§ **Goal of the exercise**
Pull out every line below that contains the string "trace".

[Excerpt from a dataset]
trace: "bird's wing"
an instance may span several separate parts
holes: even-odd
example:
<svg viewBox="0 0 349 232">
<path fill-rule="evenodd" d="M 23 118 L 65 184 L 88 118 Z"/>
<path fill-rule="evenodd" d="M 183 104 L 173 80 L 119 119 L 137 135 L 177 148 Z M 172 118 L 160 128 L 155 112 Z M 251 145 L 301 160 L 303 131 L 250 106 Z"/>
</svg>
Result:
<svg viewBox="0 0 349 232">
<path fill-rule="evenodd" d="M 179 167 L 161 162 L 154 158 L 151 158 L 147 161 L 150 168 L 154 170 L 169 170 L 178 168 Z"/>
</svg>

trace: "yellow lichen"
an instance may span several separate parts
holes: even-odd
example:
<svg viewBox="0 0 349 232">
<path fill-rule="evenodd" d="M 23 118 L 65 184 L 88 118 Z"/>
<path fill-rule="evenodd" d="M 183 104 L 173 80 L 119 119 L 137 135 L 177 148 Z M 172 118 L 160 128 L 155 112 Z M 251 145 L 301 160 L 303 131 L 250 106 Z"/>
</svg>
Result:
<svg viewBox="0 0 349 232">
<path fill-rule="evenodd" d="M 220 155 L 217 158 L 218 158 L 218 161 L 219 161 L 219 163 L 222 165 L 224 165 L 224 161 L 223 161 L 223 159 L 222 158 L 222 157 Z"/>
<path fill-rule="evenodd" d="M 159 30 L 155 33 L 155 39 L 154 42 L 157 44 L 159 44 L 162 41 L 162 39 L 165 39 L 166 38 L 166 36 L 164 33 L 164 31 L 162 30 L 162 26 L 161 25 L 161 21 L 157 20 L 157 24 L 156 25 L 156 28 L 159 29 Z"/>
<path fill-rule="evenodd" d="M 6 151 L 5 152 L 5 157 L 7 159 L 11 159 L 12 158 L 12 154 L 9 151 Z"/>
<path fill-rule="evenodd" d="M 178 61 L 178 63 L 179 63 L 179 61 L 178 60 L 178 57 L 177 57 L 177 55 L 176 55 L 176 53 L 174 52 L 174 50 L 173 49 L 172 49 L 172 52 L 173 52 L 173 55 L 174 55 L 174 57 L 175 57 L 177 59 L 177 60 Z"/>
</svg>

§ **Output for this exercise**
trace: "bird's wing"
trace: "yellow lichen"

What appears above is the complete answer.